§ SUPPLIED TEXT
Even though Apple Inc. (NASDAQ:AAPL) has committed to a particular pace of buybacks, front loading it to that extent would mean taking a long break from returning value to shareholders giving them time to get antsy and press for more. Since this will be the first time we hear about Apple’s buyback plans for the year, there is a chance that the tech giant surprises us.

Icahn previously asked for more buybacks and was rebuffed

Of course, some shareholders have already been insisting that Apple Inc. (NASDAQ:AAPL) return some of the cash that it has on hand. Activist investor Carl Icahn spent months demanding an increase in the company’s buyback plan to no avail, eventually dropping the issue when the advisory firm Institutional Shareholder Services sided with Apple management against him. Unlike some of Icahn’s other activist campaigns (e.g. eBay), the push for Apple buybacks was fairly cordial because Icahn doesn’t take issue with the way that management is leading the company.

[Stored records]
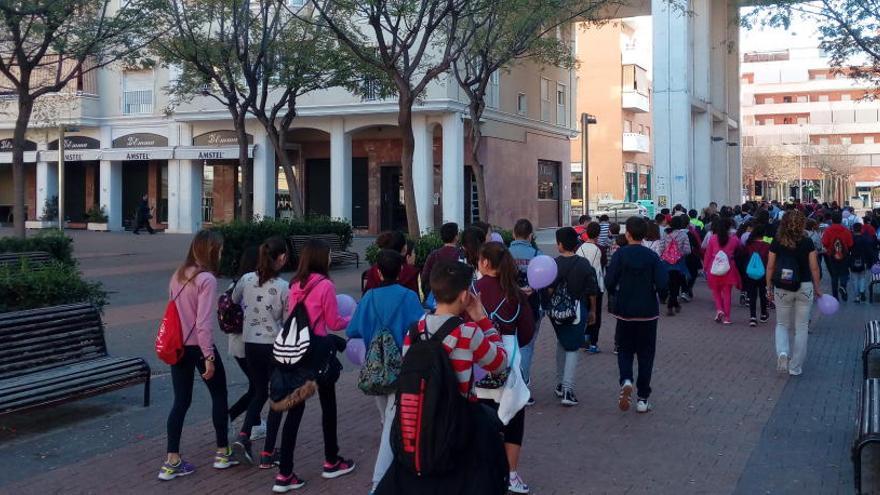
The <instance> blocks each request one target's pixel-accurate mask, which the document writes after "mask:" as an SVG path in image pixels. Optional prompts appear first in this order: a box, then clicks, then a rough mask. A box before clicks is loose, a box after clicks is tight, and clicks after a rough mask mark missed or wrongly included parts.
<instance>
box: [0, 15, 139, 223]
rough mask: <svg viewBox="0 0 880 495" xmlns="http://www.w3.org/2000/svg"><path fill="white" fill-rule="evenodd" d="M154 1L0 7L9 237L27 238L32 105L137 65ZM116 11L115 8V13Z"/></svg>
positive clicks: (0, 27)
mask: <svg viewBox="0 0 880 495" xmlns="http://www.w3.org/2000/svg"><path fill="white" fill-rule="evenodd" d="M154 1H155V0H122V1H121V2H118V3H117V2H115V1H113V2H111V0H65V1H59V0H0V26H2V27H0V94H5V95H11V96H13V97H15V99H16V113H17V114H16V118H15V130H14V131H13V137H12V139H13V148H12V176H13V195H14V205H13V215H14V217H15V224H14V226H15V235H17V236H18V237H22V238H23V237H24V236H25V229H24V221H25V186H24V182H25V178H24V144H25V136H26V133H27V129H28V126H29V124H30V121H31V116H32V114H33V112H34V105H35V103H37V102H39V101H42V98H45V97H46V96H47V95H52V94H57V93H61V92H63V91H75V90H74V89H71V88H69V84H70V83H71V81H74V80H75V79H77V78H78V77H82V76H83V75H85V74H87V73H90V72H93V71H96V70H98V69H100V68H102V67H106V66H107V65H109V64H112V63H113V62H116V61H118V60H123V59H125V60H127V61H128V62H129V63H143V62H144V61H143V60H140V59H139V55H140V53H141V49H142V48H143V47H144V46H145V45H146V44H147V43H149V42H150V41H151V40H152V38H153V36H154V33H155V32H156V31H155V28H154V26H153V22H152V21H153V16H152V15H151V14H150V13H151V12H153V11H154V10H155V3H154ZM117 5H118V8H117V7H116V6H117Z"/></svg>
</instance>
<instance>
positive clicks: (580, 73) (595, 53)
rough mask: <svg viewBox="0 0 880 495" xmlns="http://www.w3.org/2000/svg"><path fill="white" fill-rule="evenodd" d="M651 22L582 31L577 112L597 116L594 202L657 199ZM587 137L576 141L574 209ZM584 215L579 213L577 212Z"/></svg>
mask: <svg viewBox="0 0 880 495" xmlns="http://www.w3.org/2000/svg"><path fill="white" fill-rule="evenodd" d="M650 22H651V21H650V18H648V17H640V18H629V19H620V20H615V21H612V22H609V23H608V24H605V25H603V26H601V27H590V28H587V29H583V27H582V26H580V27H579V29H578V31H577V57H578V61H579V62H580V65H579V68H578V74H577V112H576V115H577V116H579V115H580V114H581V113H588V114H591V115H594V116H595V117H596V122H597V123H596V124H594V125H590V127H589V133H588V149H589V157H588V160H587V163H588V167H587V169H588V178H589V193H588V194H589V203H590V205H592V207H595V206H596V205H597V204H598V203H599V202H602V201H607V200H616V201H637V200H639V199H651V193H652V191H651V181H652V174H651V172H652V159H651V126H652V122H651V121H652V119H651V80H650V73H649V69H650V66H651V56H652V54H651V32H650ZM581 160H582V158H581V136H580V135H579V136H578V137H577V138H576V139H574V140H573V141H572V146H571V167H572V204H573V206H574V207H579V206H580V201H579V200H580V199H582V197H583V196H582V193H583V190H582V187H583V183H582V181H583V167H582V166H581ZM574 213H575V214H577V213H579V212H578V211H575V212H574Z"/></svg>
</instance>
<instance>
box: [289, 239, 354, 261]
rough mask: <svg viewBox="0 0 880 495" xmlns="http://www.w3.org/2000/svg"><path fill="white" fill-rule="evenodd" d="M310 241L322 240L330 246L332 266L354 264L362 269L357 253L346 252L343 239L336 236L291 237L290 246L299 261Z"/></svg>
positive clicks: (293, 254) (292, 250) (330, 252)
mask: <svg viewBox="0 0 880 495" xmlns="http://www.w3.org/2000/svg"><path fill="white" fill-rule="evenodd" d="M309 239H320V240H322V241H324V242H326V243H327V244H329V245H330V261H331V262H332V264H342V263H346V262H348V263H350V262H354V263H355V265H356V266H357V267H358V268H360V266H361V259H360V255H358V254H357V253H352V252H350V251H346V250H345V248H344V247H343V246H342V239H340V238H339V236H338V235H336V234H315V235H292V236H290V244H291V249H292V252H293V256H294V257H295V258H297V259H299V253H300V251H302V248H303V246H304V245H305V243H306V241H308V240H309Z"/></svg>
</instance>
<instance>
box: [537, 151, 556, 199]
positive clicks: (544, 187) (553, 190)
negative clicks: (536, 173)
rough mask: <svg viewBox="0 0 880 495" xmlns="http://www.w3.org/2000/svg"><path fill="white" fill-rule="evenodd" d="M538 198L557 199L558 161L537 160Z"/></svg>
mask: <svg viewBox="0 0 880 495" xmlns="http://www.w3.org/2000/svg"><path fill="white" fill-rule="evenodd" d="M538 199H548V200H558V199H559V162H551V161H547V160H538Z"/></svg>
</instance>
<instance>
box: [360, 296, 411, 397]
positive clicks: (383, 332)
mask: <svg viewBox="0 0 880 495" xmlns="http://www.w3.org/2000/svg"><path fill="white" fill-rule="evenodd" d="M370 302H371V303H372V304H371V308H372V309H373V313H375V314H376V316H377V317H378V316H379V312H378V311H376V307H375V302H373V300H372V299H370ZM379 323H380V325H379V330H378V331H376V333H375V334H373V340H372V341H371V342H370V347H369V348H368V349H367V354H366V356H365V357H364V366H363V367H362V368H361V371H360V374H359V375H358V388H359V389H361V391H362V392H363V393H365V394H367V395H388V394H393V393H394V392H395V391H396V390H397V376H398V375H399V374H400V366H401V362H402V359H403V358H402V356H401V352H400V347H398V346H397V342H395V341H394V335H393V334H392V333H391V330H390V329H389V328H388V325H386V324H385V323H383V322H382V321H381V320H380V322H379Z"/></svg>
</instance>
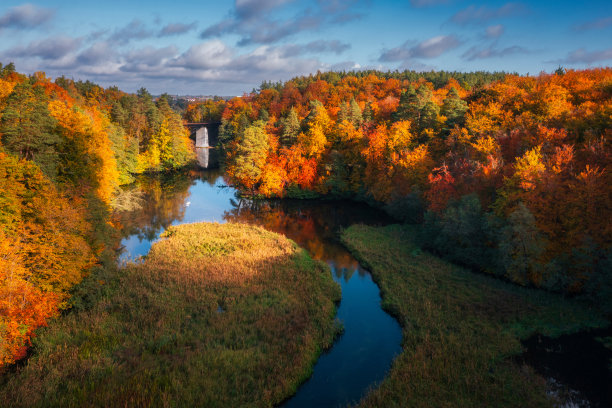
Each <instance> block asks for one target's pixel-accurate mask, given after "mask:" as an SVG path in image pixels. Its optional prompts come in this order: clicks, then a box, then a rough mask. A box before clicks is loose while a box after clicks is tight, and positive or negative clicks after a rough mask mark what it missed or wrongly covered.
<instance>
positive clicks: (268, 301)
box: [0, 223, 340, 407]
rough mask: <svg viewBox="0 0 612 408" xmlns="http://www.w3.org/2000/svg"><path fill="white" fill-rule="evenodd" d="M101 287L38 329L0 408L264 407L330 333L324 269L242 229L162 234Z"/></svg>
mask: <svg viewBox="0 0 612 408" xmlns="http://www.w3.org/2000/svg"><path fill="white" fill-rule="evenodd" d="M105 286H106V288H105V289H104V290H102V291H101V292H100V293H99V294H98V296H97V298H96V299H95V301H93V302H92V306H91V308H89V309H87V310H83V311H78V312H73V313H70V314H68V315H67V316H65V317H63V318H62V319H58V320H57V321H55V322H53V323H52V324H51V325H50V327H49V328H47V329H45V330H43V331H42V332H41V333H39V335H38V337H37V340H36V344H35V348H34V355H33V356H32V357H31V358H30V359H29V360H28V362H27V364H26V365H24V366H22V367H18V368H17V369H16V370H15V371H14V372H12V373H8V374H5V375H4V376H3V378H2V380H1V382H0V406H113V407H121V406H207V407H230V406H258V407H259V406H262V407H266V406H273V405H274V404H276V403H279V402H280V401H282V400H283V399H284V398H286V397H288V396H289V395H291V394H292V393H293V392H294V391H295V389H296V388H297V385H298V384H299V383H300V382H301V381H303V380H304V379H305V378H307V376H308V375H309V374H310V371H311V368H312V365H313V363H314V362H315V360H316V357H317V356H318V354H319V353H320V352H321V350H322V349H324V348H326V347H328V346H329V345H330V344H331V342H332V341H333V337H334V335H335V333H336V330H337V327H336V325H335V323H334V318H333V317H334V315H335V302H337V301H338V300H339V298H340V292H339V287H338V286H337V285H336V284H335V283H334V282H333V280H332V279H331V275H330V273H329V269H328V268H327V266H326V265H324V264H323V263H320V262H317V261H313V260H312V259H311V258H310V257H309V256H308V255H307V253H306V252H305V251H304V250H302V249H300V248H299V247H298V246H297V245H296V244H295V243H293V242H292V241H289V240H288V239H286V238H284V237H283V236H281V235H278V234H275V233H271V232H268V231H265V230H264V229H262V228H258V227H254V226H247V225H241V224H223V225H220V224H207V223H203V224H189V225H181V226H179V227H172V228H171V229H169V231H168V232H167V233H166V238H165V239H163V240H161V241H160V242H158V243H156V244H155V245H154V246H153V248H152V250H151V252H150V253H149V255H148V256H147V258H146V260H145V262H144V263H142V264H138V265H128V266H127V267H125V268H123V269H120V270H118V271H117V273H116V274H114V275H113V276H112V277H111V278H110V279H109V280H108V282H107V283H106V284H105Z"/></svg>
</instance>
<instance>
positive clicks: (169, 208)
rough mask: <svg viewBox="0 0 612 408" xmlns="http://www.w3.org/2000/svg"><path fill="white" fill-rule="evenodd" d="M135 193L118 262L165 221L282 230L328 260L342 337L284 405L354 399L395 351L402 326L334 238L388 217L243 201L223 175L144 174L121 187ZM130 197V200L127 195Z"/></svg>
mask: <svg viewBox="0 0 612 408" xmlns="http://www.w3.org/2000/svg"><path fill="white" fill-rule="evenodd" d="M126 194H128V197H129V194H132V195H133V196H138V195H140V196H141V197H142V199H141V200H140V203H139V204H140V208H136V207H137V206H135V208H132V209H129V206H127V205H126V206H125V208H124V209H123V210H122V211H120V212H118V214H117V216H118V219H119V220H120V222H121V225H123V231H124V239H123V241H122V243H123V245H124V246H125V248H126V252H125V253H124V255H123V256H122V259H124V260H125V259H133V258H134V257H137V256H140V255H146V253H147V252H148V251H149V249H150V247H151V244H152V242H154V241H155V239H157V237H159V234H160V233H161V232H162V231H163V230H165V229H166V228H167V227H168V226H170V225H176V224H180V223H188V222H199V221H217V222H226V221H228V222H243V223H250V224H256V225H261V226H263V227H264V228H266V229H268V230H271V231H275V232H279V233H282V234H284V235H286V236H287V237H289V238H290V239H292V240H294V241H295V242H297V243H298V244H299V245H300V246H302V247H303V248H305V249H306V250H307V251H308V252H309V253H310V254H311V256H312V257H313V258H315V259H318V260H322V261H325V262H327V263H328V265H330V267H331V270H332V276H333V277H334V279H335V280H336V282H338V283H339V284H340V286H341V288H342V301H341V303H340V306H339V308H338V313H337V318H338V319H340V320H341V321H342V323H343V325H344V329H345V331H344V334H343V335H342V336H341V337H340V339H339V340H338V341H337V342H336V343H335V344H334V346H333V347H332V348H331V350H330V351H329V352H327V353H325V354H323V355H322V356H321V357H320V358H319V360H318V361H317V363H316V365H315V367H314V373H313V376H312V377H311V378H310V379H309V380H308V381H307V382H306V383H305V384H303V385H302V386H301V387H300V388H299V389H298V392H297V394H296V395H295V396H294V397H292V398H291V399H289V400H288V401H287V402H286V403H285V404H284V406H287V407H311V406H318V407H335V406H345V405H346V404H347V403H350V402H355V401H357V400H359V399H360V398H361V397H362V396H363V394H364V393H365V392H366V390H367V389H368V388H369V387H371V386H373V385H375V383H377V382H379V381H381V380H382V379H383V378H384V376H385V373H386V372H387V371H388V369H389V367H390V365H391V361H392V360H393V358H394V356H395V355H396V354H398V353H399V352H400V350H401V349H400V343H401V330H400V327H399V325H398V324H397V322H396V321H395V320H394V319H393V318H391V317H390V316H389V315H388V314H386V313H385V312H384V311H383V310H382V309H381V307H380V302H381V298H380V294H379V289H378V287H377V286H376V284H375V283H374V282H373V281H372V277H371V276H370V274H369V273H368V272H367V271H366V270H364V269H363V268H361V266H360V265H359V263H358V262H357V261H356V260H355V258H353V257H352V255H351V254H350V253H349V252H348V251H347V250H346V249H345V248H344V247H343V246H342V245H340V244H339V242H338V239H337V238H338V233H339V231H340V229H341V228H344V227H347V226H349V225H351V224H354V223H366V224H383V223H387V222H388V221H389V220H388V219H387V218H386V216H385V215H384V214H383V213H381V212H379V211H376V210H375V209H373V208H371V207H369V206H367V205H365V204H359V203H353V202H347V201H302V200H269V201H261V200H256V201H253V200H245V199H240V198H237V197H236V195H235V191H234V190H233V189H231V188H228V187H225V186H224V182H223V178H222V176H221V173H220V172H219V171H218V170H217V171H213V170H208V171H194V172H191V173H190V174H185V175H182V176H176V177H175V178H170V179H166V178H143V179H141V180H139V181H138V183H136V184H135V185H133V186H131V187H130V188H129V189H127V190H126ZM128 201H129V200H128Z"/></svg>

§ ACTIVITY LIST
a) Condense the paragraph of the Apple buyback text that begins "Of course, some shareholders" into a short bulleted list that keeps its main facts.
b) Extend the Apple buyback text by a paragraph or two, picking up after its final sentence.

§ RESPONSES BY TASK
a)
- Some shareholders have already pressed Apple to return part of its cash on hand.
- Activist investor Carl Icahn spent months demanding a larger buyback plan, without success.
- He dropped the issue after Institutional Shareholder Services sided with Apple management against him.
- Unlike some of his other campaigns, such as eBay, this one was fairly cordial, since Icahn has no quarrel with how management leads the company.

b)
Still, it would be strange for Apple Inc. (NASDAQ:AAPL) to fight Icahn’s request, risking a major fight with someone who has been through more than his share, and then go on to increase the buyback plan anyways at the end of the quarter.

Apple Inc. (NASDAQ:AAPL)’s cash holdings have increased thirty-fold since 2004, meaning that it has more cash than either the US or UK government (not more assets, obviously, but more cash). While it’s a good sign for companies to keep some of their powder dry both to take advantage of opportunities that suddenly appear, such as buying a promising new startup, or weathering a downturn, it’s hard to imagine how Apple Inc. (NASDAQ:AAPL) justifies keep such an incredible amount of money laying around, not earning returns.